===== The records =====

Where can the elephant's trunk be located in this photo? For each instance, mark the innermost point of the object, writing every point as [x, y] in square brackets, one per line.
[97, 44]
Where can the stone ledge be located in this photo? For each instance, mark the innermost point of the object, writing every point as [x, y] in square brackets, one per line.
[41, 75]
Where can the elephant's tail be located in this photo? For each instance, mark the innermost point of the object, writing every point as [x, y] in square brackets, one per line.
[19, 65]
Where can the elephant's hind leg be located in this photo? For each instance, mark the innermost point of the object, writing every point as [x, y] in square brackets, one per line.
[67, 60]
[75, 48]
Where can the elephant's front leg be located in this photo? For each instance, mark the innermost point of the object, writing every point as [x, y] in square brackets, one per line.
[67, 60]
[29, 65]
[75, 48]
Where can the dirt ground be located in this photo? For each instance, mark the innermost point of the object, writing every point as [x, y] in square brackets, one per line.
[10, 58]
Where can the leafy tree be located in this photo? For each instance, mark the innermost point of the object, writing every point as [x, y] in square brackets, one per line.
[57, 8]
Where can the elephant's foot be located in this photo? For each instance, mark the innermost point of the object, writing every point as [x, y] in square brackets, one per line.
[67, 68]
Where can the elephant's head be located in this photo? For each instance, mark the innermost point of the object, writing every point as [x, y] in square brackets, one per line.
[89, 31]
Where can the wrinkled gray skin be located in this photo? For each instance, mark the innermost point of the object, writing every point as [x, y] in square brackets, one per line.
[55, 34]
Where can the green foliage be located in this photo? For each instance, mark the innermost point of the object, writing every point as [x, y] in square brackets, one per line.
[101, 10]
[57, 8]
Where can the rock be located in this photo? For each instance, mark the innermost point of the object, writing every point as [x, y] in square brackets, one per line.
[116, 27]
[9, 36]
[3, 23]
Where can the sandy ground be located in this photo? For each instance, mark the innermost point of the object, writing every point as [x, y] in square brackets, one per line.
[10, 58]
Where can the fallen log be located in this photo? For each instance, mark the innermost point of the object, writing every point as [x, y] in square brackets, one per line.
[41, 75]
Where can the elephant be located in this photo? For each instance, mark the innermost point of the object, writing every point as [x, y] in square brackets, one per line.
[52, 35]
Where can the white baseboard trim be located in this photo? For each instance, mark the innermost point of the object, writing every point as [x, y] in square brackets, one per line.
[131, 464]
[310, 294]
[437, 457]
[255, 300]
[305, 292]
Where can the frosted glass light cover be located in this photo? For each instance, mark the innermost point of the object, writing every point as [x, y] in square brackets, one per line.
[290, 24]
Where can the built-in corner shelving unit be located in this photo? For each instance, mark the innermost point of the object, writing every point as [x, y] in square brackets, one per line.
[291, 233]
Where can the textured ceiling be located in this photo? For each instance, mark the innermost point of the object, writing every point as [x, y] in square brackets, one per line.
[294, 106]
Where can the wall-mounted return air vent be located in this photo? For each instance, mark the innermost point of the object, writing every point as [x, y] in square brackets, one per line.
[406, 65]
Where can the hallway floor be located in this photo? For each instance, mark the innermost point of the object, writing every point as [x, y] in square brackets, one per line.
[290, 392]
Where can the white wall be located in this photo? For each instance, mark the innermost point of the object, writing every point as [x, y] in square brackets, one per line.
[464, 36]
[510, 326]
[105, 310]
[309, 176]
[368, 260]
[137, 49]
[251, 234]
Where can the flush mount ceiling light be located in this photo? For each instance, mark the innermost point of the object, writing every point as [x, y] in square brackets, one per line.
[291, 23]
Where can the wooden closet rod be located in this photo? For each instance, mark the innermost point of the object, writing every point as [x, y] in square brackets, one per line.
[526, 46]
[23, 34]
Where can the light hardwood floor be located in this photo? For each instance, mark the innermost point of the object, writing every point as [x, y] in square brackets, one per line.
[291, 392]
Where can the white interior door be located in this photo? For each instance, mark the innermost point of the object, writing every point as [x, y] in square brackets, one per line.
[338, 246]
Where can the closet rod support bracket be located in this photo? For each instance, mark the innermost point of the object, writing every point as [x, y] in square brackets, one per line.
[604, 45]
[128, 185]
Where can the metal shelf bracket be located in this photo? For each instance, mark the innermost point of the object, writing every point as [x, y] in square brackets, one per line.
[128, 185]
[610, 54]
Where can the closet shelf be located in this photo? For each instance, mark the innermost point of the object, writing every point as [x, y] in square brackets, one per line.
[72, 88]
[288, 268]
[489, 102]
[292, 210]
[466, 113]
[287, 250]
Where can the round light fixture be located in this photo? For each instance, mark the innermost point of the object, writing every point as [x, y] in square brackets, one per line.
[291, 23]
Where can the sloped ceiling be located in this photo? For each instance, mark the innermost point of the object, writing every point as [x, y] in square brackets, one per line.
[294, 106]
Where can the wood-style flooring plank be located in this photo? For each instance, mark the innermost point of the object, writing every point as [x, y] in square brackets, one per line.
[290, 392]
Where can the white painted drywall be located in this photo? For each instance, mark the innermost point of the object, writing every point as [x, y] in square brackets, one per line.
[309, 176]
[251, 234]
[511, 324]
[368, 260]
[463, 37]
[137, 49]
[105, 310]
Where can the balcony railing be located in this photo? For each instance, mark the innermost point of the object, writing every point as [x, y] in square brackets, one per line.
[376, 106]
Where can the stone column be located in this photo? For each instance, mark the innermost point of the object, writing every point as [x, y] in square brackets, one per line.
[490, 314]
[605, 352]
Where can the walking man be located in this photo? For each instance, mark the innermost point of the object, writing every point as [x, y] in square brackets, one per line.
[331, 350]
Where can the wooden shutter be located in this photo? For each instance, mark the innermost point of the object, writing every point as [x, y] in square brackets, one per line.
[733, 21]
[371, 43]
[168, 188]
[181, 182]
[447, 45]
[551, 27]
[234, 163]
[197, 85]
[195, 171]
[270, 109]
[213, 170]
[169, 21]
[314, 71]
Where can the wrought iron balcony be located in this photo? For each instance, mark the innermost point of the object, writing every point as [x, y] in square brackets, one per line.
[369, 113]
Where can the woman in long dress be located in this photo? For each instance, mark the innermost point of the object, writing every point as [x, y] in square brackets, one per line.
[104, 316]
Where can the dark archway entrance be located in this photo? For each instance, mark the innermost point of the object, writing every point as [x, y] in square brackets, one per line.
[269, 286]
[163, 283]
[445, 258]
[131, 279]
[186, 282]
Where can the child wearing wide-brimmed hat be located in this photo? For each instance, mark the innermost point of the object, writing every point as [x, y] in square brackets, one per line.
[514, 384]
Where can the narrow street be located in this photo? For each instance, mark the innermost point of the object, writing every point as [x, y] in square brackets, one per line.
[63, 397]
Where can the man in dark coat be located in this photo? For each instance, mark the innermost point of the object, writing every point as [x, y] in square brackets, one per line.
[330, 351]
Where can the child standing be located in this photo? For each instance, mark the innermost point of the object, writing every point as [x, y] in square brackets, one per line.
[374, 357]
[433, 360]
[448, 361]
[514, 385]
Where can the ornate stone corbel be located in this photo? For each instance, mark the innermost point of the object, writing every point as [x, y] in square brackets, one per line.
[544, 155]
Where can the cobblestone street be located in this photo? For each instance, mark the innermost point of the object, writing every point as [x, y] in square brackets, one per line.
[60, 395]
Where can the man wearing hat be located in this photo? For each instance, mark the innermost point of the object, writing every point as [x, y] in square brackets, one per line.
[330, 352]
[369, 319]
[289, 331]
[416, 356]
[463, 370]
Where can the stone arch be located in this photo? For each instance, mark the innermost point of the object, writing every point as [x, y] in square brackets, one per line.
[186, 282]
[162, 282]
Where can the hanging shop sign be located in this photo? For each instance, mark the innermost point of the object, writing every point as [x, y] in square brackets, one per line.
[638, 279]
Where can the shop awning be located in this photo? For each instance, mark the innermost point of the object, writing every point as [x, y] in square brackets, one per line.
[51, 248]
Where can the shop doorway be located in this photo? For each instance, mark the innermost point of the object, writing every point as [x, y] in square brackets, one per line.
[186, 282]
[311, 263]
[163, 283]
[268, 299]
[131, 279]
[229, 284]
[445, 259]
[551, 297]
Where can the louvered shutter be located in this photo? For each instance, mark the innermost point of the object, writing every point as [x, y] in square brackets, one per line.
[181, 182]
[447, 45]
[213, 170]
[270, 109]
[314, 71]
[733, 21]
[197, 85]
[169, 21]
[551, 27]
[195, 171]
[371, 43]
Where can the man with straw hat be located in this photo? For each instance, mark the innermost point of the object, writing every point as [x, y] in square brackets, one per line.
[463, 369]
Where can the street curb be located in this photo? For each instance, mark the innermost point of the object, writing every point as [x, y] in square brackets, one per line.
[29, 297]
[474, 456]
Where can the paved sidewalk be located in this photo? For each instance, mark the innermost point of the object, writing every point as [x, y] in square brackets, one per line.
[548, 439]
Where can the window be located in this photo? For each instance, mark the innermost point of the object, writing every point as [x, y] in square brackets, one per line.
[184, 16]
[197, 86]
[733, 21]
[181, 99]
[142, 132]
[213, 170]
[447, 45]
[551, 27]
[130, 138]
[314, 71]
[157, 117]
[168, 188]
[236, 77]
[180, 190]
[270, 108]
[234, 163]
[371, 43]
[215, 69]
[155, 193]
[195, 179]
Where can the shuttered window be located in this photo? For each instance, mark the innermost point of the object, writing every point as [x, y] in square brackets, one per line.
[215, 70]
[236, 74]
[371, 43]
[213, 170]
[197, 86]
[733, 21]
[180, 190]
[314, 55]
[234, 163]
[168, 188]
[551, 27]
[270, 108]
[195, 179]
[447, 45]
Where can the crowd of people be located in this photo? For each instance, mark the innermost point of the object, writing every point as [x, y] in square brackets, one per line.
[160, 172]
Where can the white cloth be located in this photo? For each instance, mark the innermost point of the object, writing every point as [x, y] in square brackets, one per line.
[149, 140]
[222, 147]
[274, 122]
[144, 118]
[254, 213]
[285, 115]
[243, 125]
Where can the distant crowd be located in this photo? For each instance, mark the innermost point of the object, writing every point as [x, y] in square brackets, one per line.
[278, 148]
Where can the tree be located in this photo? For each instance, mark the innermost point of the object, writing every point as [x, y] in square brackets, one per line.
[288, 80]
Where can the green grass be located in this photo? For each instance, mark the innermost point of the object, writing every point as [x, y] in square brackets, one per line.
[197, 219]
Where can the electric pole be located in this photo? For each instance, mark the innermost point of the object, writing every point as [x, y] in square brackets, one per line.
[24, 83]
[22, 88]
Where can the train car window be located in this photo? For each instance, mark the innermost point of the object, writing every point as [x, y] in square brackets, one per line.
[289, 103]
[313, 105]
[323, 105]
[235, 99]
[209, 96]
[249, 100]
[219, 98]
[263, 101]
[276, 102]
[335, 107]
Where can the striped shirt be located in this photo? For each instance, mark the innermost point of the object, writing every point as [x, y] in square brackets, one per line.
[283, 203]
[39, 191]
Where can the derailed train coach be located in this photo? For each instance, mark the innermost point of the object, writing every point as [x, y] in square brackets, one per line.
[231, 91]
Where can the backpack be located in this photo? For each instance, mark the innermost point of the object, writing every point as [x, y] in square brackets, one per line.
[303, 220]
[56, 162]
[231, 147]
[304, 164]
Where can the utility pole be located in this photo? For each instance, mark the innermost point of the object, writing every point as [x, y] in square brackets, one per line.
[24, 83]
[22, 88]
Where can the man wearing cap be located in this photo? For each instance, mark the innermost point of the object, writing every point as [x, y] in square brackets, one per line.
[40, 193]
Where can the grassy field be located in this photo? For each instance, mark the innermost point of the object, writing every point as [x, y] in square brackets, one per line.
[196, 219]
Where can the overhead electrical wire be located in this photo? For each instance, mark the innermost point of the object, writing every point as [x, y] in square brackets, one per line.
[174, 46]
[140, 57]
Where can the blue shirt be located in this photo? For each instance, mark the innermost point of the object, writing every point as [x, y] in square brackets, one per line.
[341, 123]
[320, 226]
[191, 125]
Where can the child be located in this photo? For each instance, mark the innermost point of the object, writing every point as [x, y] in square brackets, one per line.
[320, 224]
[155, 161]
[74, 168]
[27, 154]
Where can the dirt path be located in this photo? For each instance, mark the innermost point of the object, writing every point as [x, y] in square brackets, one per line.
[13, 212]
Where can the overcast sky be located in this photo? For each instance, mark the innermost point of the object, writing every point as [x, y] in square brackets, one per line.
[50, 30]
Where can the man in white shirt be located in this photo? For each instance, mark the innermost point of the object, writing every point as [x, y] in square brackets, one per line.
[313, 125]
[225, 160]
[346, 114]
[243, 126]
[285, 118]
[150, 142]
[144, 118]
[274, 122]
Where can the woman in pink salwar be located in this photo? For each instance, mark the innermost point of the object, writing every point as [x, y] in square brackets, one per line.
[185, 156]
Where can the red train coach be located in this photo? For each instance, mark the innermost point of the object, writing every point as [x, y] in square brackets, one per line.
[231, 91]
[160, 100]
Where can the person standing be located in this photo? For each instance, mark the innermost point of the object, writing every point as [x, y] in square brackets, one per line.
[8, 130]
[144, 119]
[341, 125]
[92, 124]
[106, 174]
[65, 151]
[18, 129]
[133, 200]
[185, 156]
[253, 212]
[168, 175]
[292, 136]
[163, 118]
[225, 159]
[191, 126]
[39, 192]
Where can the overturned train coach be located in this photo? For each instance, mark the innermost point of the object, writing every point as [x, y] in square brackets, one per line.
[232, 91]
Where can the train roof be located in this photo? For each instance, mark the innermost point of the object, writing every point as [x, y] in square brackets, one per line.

=====

- [Set problem]
Above are the records; copy exactly the lines from the one with "Where can the blue" through the final line.

- [Full solution]
Where can the blue shirt be located in this photo? For each instance, mark the innermost point of the object, writing every point as [x, y] in square brackets, one per line.
[341, 123]
[320, 226]
[191, 125]
Where can the child be located in this photo? For each instance, mark the innermost point of the object, writing every point as [x, y] in square brackets, one per line.
[320, 224]
[155, 161]
[74, 168]
[27, 154]
Where can the dirt path be located in this photo? For each instance, mark the innermost point of the object, writing every point as [x, y] in square brackets, one per line.
[13, 212]
Where can the overcast sky be located in this photo? For each instance, mark the innermost point of the object, writing every point as [x, y] in square brackets, one per line.
[50, 30]
Where can the man in white shirt be located in this photo? For each instance, mark the innermost point of the object, writing every point as [x, y] in square brackets, one per line.
[313, 125]
[225, 160]
[346, 114]
[243, 126]
[285, 118]
[150, 142]
[144, 118]
[274, 122]
Where can the woman in pink salwar be located in this photo? For each instance, mark the innermost point of the object, writing every point as [x, y] in square brackets, one per line.
[185, 156]
Where can the red train coach be located in this photo? For each instance, mark the innermost point of the object, writing every point as [x, y] in square brackets, one per line.
[231, 91]
[160, 100]
Where can the person standing be located in this photo? For each instance, mark the innermost point of the object, writing every point as [x, y] in square brackets, one per line.
[8, 130]
[144, 119]
[341, 125]
[92, 124]
[106, 174]
[65, 151]
[18, 129]
[133, 200]
[185, 156]
[253, 212]
[168, 175]
[292, 136]
[163, 118]
[225, 159]
[191, 126]
[39, 192]
Where can the overturned train coach be located in this photo? For each instance, mark the innermost point of the object, writing every point as [x, y] in square brackets, one per line.
[232, 91]
Where can the train roof be located in this photo? For each instance, mark the innermost point of the object, writing every point as [x, y] in square brackets, one per line.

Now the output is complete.